**Supplied data:**

*** Begin section ***

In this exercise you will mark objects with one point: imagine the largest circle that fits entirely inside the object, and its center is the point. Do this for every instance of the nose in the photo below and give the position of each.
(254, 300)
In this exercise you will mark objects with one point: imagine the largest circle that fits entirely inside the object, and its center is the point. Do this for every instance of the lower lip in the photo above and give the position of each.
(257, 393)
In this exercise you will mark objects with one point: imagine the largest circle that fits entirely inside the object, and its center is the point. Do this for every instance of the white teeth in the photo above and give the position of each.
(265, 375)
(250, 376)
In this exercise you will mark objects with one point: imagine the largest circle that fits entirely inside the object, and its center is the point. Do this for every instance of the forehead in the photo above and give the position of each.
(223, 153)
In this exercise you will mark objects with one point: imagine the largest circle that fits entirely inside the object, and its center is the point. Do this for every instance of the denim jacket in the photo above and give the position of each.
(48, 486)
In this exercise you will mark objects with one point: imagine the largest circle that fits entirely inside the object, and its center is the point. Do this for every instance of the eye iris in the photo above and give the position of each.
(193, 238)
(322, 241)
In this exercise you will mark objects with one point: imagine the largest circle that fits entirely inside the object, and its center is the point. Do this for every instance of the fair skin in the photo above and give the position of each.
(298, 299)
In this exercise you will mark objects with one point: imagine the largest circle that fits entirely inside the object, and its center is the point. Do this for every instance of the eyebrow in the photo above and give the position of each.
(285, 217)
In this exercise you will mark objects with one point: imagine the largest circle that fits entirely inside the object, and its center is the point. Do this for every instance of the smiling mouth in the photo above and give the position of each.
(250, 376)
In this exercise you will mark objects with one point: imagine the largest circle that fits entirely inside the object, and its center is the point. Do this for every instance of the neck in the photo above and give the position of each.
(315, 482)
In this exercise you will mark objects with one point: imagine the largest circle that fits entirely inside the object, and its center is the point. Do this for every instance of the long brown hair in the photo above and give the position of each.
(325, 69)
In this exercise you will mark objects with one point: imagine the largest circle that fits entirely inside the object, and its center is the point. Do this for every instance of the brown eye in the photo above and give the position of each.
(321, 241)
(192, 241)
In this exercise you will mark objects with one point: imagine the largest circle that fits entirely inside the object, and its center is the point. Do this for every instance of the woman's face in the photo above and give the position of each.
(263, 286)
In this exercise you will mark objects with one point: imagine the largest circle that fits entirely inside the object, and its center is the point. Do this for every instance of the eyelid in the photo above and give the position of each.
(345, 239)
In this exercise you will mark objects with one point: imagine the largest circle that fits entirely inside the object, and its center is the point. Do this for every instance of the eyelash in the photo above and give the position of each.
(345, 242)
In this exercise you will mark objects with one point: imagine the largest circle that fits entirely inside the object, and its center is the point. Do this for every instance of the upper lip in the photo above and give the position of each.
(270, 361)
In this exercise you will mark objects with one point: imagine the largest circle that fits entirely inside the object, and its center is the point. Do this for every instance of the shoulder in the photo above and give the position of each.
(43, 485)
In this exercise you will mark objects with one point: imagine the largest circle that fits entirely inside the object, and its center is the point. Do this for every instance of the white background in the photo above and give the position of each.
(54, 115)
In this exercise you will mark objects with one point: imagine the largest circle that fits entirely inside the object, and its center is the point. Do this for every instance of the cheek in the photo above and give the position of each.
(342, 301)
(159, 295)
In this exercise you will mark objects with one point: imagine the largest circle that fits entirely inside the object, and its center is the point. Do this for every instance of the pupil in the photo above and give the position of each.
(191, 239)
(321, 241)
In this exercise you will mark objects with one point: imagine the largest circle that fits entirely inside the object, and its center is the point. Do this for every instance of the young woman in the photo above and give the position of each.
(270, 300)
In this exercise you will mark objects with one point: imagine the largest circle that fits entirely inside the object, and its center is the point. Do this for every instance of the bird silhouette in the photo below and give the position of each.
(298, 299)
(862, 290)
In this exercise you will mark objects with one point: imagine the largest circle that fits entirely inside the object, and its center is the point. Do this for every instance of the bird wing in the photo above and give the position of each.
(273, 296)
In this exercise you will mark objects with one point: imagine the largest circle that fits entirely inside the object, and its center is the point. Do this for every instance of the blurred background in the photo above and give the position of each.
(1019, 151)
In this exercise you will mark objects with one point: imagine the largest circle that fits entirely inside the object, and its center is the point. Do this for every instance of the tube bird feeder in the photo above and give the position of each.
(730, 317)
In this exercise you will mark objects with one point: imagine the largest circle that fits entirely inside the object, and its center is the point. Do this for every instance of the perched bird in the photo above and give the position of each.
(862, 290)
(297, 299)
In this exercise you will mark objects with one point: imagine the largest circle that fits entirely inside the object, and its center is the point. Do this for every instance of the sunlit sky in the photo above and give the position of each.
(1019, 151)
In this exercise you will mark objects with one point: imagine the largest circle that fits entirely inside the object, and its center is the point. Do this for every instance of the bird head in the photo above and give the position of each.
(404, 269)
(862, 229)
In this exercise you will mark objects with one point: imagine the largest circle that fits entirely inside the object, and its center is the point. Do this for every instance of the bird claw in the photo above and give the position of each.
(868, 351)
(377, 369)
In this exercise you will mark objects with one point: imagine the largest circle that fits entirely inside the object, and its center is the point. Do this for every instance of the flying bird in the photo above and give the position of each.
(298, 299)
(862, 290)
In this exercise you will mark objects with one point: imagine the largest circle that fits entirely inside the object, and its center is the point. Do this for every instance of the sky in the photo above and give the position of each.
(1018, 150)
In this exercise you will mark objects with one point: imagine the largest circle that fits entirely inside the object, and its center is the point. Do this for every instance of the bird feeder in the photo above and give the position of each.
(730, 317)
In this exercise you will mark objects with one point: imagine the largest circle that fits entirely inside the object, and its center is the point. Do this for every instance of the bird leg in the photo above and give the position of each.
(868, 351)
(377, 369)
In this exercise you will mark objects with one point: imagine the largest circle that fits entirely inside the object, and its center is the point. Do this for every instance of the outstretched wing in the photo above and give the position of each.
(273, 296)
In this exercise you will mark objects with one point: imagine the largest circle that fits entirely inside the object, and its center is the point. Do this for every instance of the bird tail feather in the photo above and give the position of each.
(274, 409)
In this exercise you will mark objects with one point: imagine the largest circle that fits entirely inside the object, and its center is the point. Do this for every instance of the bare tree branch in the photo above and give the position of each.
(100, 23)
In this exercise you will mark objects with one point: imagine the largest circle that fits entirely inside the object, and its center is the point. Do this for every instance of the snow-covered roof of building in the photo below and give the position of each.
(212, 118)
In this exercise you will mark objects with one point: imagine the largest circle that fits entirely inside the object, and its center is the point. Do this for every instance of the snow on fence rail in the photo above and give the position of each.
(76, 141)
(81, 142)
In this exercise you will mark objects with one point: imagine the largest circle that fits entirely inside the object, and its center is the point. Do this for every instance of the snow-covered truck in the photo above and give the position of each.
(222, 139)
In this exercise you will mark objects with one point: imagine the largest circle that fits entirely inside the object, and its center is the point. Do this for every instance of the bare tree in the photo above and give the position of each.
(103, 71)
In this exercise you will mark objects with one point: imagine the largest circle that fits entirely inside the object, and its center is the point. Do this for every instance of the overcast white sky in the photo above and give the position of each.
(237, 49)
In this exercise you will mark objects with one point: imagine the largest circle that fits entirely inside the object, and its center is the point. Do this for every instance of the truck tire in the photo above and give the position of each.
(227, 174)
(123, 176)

*** End section ***

**Task requirements:**
Each line of the material above must be retyped precisely.

**Task solution:**
In this exercise you will mark objects with one point: imagine the largest circle that fits entirely inside the object, and its center is the point. Do this for every instance of the nose in the photo below and give the position of each.
(254, 300)
In this exercise you will mark objects with one point: imagine the largest circle that fits entirely inside the object, and its center is the point. Do this for every instance of the lower lip in the photo above and give the position of each.
(257, 393)
In this exercise you will mark objects with one point: imagine the largest circle that fits entirely inside the object, and its center is the point. Do this for every instance of the white teeth in the photo above and give the position of each.
(265, 375)
(250, 376)
In this exercise you will mark objects with one point: imagine the largest circle that fits entirely inside the object, and its center is the point. Do this for every instance of the forehead in the photo above and give the position of each.
(223, 153)
In this exercise you will mark objects with one point: imagine the largest circle that fits entirely inside the object, and its center is the point. Do this for every instance of the denim jacket in the photo above and give the position of each.
(48, 486)
In this exercise you will mark objects with one point: imagine the largest circle that fits entirely inside the object, and its center is the point. Do this for every instance of the eye iris in the photo above and give the position of each.
(193, 238)
(322, 241)
In this exercise you will mark objects with one point: imagine the largest circle that fits entirely inside the object, and its center is the point. Do this for every instance of the fair skin in the photo above and give the position of each.
(298, 299)
In this exercise you will mark objects with one point: imagine the largest circle that fits entirely inside the object, and its center is the point. Do this for every instance of the eyebrow in the photo above and give the position of each.
(285, 217)
In this exercise you will mark objects with one point: imagine the largest circle that fits entirely inside the object, and its center is the point. Do this for every instance of the smiling mouth in the photo above and give the position of each.
(250, 376)
In this exercise you will mark objects with one point: imagine the largest circle that fits entirely inside the object, and its center is the point. Do this for every instance of the neck in the photo above and give the position of each.
(315, 482)
In this exercise you will mark objects with one point: imagine the largest circle that fits entirely inside the object, and its center is the point. Do this for every instance of the long brown hair in the photo above and give the position of each.
(325, 69)
In this exercise you will mark objects with one point: imagine the largest circle that fits entirely inside the object, and its center is the point. Do this for every instance of the brown eye in the photo above and give the position of each.
(321, 241)
(192, 241)
In this exercise you will mark objects with one point: imagine the largest circle that fits entirely inside the object, and its center is the point. Do this for every instance of the woman's face in the photo above and give the position of each.
(263, 286)
In this exercise you will mark objects with one point: imagine the largest circle that fits entirely inside the object, and its center is the point. Do this for every instance of the eyelid in the photo above and give the position of each.
(345, 239)
In this exercise you will mark objects with one point: imagine the largest circle that fits entirely inside the object, and its center is the point. Do this for every instance of the eyelash in the photo above and give the position of each.
(345, 242)
In this exercise you will mark objects with one point: imagine the largest circle that fits entirely inside the object, and its center is the point. Do this for every instance of the upper lip in the photo above and give the position of each.
(270, 361)
In this exercise you will mark objects with one point: imagine the largest circle that fits entirely inside the object, and its center is the point. Do this for every instance of the shoulder in the photo above and give the position of each.
(43, 485)
In this exercise you will mark objects with one point: imagine the largest circle that fits entirely inside the object, and its center is the point. Do this for every instance of the white background in the photo above and give the position of each.
(54, 115)
In this exercise you will mark objects with one point: imagine the largest circle that fits entirely inside the object, and its center is the point. Do this for every instance of the cheek in the photo above and give the position of each.
(342, 301)
(159, 295)
In this exercise you will mark objects with one point: imagine the largest circle that fits entirely inside the object, and its center is the point. Do this for every instance of the pupil in the photo above and give the position of each.
(191, 239)
(321, 241)
In this exercise you will mark objects with one point: imagine the largest circle that fits entirely inside the object, and its center is the point. Do this for every instance of the young woman in the photo above and give the position of each.
(270, 300)
In this exercise you will mark objects with one point: imagine the largest circle that fits entirely inside the object, and its center is the point. Do this for every instance of the bird silhouette in the photo below and give the position of each.
(298, 299)
(862, 290)
In this exercise you will mark objects with one point: imagine the largest circle that fits entirely inside the object, and its center is the point. Do this for every instance of the bird wing in the photo above and give the position of each.
(273, 296)
In this exercise you will mark objects with one point: imagine the largest circle that fits entirely inside the object, and its center is the point. Do this for every instance of the blurred background in the photo above and give the position of each.
(1019, 151)
In this exercise you will mark objects with one point: imagine the largest circle that fits entirely inside the object, and its center is the point. Do this for every instance of the tube bird feeder in the photo above and give the position of each.
(730, 317)
In this exercise you will mark objects with one point: imagine the largest circle that fits entirely inside the object, and its center is the point. Do this for every instance of the perched bird in the photo above and give the position of each.
(862, 290)
(297, 299)
In this exercise you will mark objects with one point: imagine the largest circle that fits entirely inside the object, and its center is the point. Do this for every instance of the sunlit sky in the photo above and give the position of each.
(1019, 151)
In this exercise you will mark objects with one point: imagine the largest circle that fits entirely inside the object, and its center is the point. Do this for every instance of the bird head in the photo above and give the position of each.
(404, 269)
(862, 229)
In this exercise you will mark objects with one point: imagine the largest circle that fits entirely inside the object, and its center is the point. Do this for every instance of the bird claw in the photo above and give the position of each.
(868, 351)
(377, 369)
In this exercise you will mark objects with one point: imagine the largest circle that fits entirely inside the object, and its center is the point. Do this for every instance of the flying bird in the photo above and give the position of each.
(298, 299)
(862, 290)
In this exercise you will mark objects with one point: imagine the largest circle that fits entirely inside the object, and its center is the point. Do this for every instance of the sky in the photo above and give the position of each.
(1018, 150)
In this exercise you will mark objects with one point: imagine the largest circle that fits entirely inside the object, and its center is the point. Do this for every instance of the bird feeder in the photo above and give the position of each.
(730, 317)
In this exercise you will mark objects with one point: imagine the largest circle that fits entirely inside the object, and its center is the point. Do this for every instance of the bird leg in the photo above and give the position of each.
(868, 351)
(377, 369)
In this exercise you will mark objects with one point: imagine the largest circle that fits entirely inside the object, and its center is the point. Do this for every instance of the outstretched wing in the photo above and give the position of each.
(273, 296)
In this exercise you will mark objects with one point: imagine the largest circle that fits entirely inside the object, and its center is the point. Do this for every instance of the bird tail feather in the photo above and give the position of each.
(274, 409)
In this exercise you will mark objects with one point: imagine the largest circle that fits entirely inside the object, and its center is the point. Do this for every instance of the bare tree branch in the photo above and give the position of each.
(100, 23)
In this exercise you will mark objects with one point: imagine the largest circle that fits entirely inside the object, and its center is the point. Do this for every instance of the snow-covered roof of building in the photo below and give the position of each.
(212, 118)
In this exercise you will mark objects with one point: imagine the largest circle that fits entirely inside the object, and its center is the point. Do this for every instance of the snow on fence rail in the photo above and give the position of each.
(76, 141)
(81, 142)
In this exercise you will mark objects with one point: imagine the largest circle that fits entirely inside the object, and its center is the point. Do this for every instance of the snow-covered truck in the photo above and give the position of each.
(222, 139)
In this exercise you will mark objects with one point: imagine the largest circle that fits entirely inside the object, and its center is the point. Do this for every instance of the bare tree in the photo above and give the position of each.
(103, 71)
In this exercise you will mark objects with one point: imagine the largest circle that fits entirely inside the object, and its center is the point. Do this for every instance of the overcast white sky in the photo above and give the position of each.
(237, 49)
In this exercise you will mark objects with one point: imagine the largest circle that fits entirely inside the object, and its center is the point. Do this for every instance of the truck tire in the photo above and give the position of each.
(227, 174)
(123, 176)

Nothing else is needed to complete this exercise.